**TASK STATEMENT:**
Set out these rows as a Markdown table with the columns "Row" and "Text", giving each non-blank line its number and its wording.

**THE INPUT:**
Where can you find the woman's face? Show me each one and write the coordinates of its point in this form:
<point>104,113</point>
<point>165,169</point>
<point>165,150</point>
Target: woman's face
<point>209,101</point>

**EXERCISE RESPONSE:**
| Row | Text |
|---|---|
| 1 | Where can you find the woman's face? Show me each one and write the coordinates of its point in this form: |
| 2 | <point>104,113</point> |
| 3 | <point>165,169</point> |
| 4 | <point>165,150</point> |
| 5 | Target: woman's face |
| 6 | <point>209,101</point> |